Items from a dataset
--- Begin ---

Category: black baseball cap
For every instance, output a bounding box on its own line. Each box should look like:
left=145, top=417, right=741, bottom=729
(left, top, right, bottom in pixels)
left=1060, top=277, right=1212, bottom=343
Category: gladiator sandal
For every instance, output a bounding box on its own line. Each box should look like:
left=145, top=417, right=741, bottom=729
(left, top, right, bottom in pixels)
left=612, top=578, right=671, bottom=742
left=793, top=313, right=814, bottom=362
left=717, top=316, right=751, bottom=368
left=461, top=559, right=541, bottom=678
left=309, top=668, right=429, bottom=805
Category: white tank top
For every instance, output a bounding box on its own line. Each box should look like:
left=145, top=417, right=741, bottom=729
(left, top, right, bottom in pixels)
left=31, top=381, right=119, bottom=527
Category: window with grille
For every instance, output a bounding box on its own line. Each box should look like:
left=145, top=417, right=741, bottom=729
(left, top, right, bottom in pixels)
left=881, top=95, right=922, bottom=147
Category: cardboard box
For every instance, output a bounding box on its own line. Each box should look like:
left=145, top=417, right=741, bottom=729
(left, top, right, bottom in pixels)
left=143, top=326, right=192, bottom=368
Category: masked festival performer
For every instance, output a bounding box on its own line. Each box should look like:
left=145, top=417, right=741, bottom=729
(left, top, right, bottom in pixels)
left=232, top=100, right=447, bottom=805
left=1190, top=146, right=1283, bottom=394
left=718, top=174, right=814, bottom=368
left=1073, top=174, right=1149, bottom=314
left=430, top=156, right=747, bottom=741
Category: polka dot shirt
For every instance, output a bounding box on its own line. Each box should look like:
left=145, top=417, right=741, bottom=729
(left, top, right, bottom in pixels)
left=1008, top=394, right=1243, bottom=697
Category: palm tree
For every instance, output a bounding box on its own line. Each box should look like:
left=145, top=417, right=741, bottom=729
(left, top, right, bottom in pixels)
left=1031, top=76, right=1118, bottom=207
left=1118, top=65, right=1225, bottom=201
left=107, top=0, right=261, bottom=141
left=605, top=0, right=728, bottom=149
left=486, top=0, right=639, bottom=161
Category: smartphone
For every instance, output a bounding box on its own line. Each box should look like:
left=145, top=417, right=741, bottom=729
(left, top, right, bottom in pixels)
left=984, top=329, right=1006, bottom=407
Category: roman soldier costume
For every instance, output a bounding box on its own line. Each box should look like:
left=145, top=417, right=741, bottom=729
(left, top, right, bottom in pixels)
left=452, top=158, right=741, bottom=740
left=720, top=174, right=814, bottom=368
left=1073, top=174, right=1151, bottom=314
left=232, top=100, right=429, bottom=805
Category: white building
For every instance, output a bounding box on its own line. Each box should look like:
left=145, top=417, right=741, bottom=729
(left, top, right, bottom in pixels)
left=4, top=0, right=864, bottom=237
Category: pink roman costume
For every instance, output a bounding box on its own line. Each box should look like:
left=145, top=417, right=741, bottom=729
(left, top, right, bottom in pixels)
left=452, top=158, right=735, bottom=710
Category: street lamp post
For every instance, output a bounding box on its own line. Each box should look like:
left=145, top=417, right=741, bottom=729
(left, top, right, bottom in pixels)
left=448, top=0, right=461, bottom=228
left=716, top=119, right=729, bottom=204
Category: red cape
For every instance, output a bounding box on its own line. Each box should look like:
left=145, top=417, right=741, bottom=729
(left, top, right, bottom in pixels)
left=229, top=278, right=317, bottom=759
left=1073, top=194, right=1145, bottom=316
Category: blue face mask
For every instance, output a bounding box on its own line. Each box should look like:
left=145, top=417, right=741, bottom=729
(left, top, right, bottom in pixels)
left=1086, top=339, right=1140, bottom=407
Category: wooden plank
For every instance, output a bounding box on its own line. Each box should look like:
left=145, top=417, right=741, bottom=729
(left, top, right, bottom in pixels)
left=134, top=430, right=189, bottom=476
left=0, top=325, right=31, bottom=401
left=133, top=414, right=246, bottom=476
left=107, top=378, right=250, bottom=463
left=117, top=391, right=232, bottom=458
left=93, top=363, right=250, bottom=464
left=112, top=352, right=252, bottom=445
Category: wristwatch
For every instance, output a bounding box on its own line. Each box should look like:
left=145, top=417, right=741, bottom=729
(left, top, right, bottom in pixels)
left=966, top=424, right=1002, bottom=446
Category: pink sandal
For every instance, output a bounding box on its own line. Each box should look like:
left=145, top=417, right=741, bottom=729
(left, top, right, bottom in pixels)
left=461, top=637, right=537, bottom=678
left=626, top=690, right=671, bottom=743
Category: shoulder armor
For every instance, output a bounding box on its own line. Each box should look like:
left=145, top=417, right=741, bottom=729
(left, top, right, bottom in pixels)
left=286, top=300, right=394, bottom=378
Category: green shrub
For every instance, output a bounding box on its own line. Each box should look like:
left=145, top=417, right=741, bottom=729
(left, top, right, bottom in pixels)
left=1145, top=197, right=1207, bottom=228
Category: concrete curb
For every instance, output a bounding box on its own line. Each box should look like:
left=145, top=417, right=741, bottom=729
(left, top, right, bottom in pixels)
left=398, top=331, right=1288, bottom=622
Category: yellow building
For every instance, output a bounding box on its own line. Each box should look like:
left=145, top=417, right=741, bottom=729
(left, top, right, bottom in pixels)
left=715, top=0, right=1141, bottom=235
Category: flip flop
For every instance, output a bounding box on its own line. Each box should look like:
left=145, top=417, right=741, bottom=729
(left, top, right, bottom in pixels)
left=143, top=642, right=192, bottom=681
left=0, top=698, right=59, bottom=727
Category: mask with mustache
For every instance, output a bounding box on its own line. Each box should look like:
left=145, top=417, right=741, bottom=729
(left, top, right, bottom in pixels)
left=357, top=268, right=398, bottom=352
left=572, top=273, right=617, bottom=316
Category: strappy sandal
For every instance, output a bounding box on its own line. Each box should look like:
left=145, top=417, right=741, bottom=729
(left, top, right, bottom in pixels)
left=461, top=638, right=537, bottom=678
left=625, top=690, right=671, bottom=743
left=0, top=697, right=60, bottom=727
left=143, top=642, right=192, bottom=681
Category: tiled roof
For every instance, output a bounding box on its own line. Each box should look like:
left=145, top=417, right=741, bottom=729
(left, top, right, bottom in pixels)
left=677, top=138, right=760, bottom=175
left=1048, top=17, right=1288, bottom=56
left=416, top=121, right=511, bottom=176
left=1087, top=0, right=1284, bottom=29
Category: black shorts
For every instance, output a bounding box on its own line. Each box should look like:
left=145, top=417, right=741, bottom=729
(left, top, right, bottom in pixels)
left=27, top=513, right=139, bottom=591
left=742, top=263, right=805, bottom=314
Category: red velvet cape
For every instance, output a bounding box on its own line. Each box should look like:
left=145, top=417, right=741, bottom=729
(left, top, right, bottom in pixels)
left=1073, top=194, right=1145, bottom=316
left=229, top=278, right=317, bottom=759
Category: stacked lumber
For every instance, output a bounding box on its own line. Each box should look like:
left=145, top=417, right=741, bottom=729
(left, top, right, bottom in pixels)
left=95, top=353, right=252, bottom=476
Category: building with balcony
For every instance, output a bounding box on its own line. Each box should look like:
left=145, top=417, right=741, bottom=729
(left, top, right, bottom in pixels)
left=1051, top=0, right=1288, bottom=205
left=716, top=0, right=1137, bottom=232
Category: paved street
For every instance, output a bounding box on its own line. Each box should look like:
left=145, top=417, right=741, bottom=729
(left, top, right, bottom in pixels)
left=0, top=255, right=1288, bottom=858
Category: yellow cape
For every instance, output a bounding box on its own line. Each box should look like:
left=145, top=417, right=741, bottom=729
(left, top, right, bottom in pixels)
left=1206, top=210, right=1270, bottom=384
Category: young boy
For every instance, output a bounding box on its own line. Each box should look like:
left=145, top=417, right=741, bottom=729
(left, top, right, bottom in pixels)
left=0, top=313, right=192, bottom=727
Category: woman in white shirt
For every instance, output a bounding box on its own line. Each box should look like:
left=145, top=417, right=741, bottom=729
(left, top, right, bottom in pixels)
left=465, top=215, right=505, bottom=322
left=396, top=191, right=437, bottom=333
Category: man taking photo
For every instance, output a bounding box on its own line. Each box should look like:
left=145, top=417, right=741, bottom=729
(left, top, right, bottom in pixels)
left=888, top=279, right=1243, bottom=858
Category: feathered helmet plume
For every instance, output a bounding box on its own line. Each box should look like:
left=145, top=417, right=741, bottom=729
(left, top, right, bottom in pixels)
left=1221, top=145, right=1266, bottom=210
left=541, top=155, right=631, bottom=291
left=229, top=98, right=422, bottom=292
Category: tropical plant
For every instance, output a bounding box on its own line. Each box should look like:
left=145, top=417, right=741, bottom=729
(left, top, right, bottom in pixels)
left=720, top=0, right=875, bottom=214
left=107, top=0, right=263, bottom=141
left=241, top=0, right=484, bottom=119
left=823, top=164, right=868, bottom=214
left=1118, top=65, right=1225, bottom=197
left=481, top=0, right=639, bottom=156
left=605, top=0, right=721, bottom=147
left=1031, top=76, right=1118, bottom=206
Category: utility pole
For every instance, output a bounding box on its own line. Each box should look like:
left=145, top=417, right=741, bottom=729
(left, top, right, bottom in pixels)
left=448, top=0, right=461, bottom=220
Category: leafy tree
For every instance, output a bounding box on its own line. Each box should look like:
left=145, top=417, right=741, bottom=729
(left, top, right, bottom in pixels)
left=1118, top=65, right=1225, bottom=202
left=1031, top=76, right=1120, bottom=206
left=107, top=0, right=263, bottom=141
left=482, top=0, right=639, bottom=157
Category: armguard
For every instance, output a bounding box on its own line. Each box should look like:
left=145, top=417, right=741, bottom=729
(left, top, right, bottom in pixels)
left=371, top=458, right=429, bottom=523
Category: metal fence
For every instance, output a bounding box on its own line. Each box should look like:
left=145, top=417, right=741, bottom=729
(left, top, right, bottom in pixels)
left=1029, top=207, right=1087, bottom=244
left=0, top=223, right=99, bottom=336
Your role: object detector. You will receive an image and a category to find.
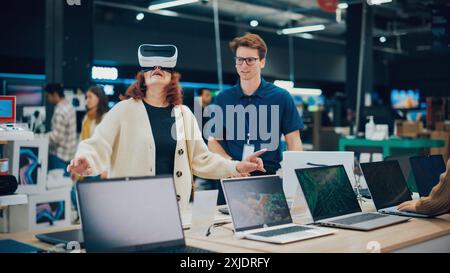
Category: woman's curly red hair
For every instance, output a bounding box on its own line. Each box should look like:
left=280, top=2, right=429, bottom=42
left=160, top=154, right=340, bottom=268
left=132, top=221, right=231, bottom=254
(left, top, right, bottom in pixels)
left=123, top=71, right=183, bottom=106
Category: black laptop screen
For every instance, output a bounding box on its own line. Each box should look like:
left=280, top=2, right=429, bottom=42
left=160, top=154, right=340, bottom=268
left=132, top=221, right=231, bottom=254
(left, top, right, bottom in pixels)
left=222, top=176, right=292, bottom=231
left=295, top=165, right=361, bottom=221
left=361, top=160, right=411, bottom=210
left=409, top=155, right=445, bottom=196
left=77, top=176, right=184, bottom=252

--- End ---

§ Goal: Copy out every line of the records above, from the line containing "Category: mask with mustache" down through the line containing "left=572, top=273, right=617, bottom=316", keeping each one unchanged.

§ Problem solution:
Category: mask with mustache
For every instance, output a bounding box on its own line. Each box should look like:
left=145, top=417, right=741, bottom=729
(left, top, right, bottom in pixels)
left=357, top=268, right=398, bottom=352
left=572, top=273, right=617, bottom=316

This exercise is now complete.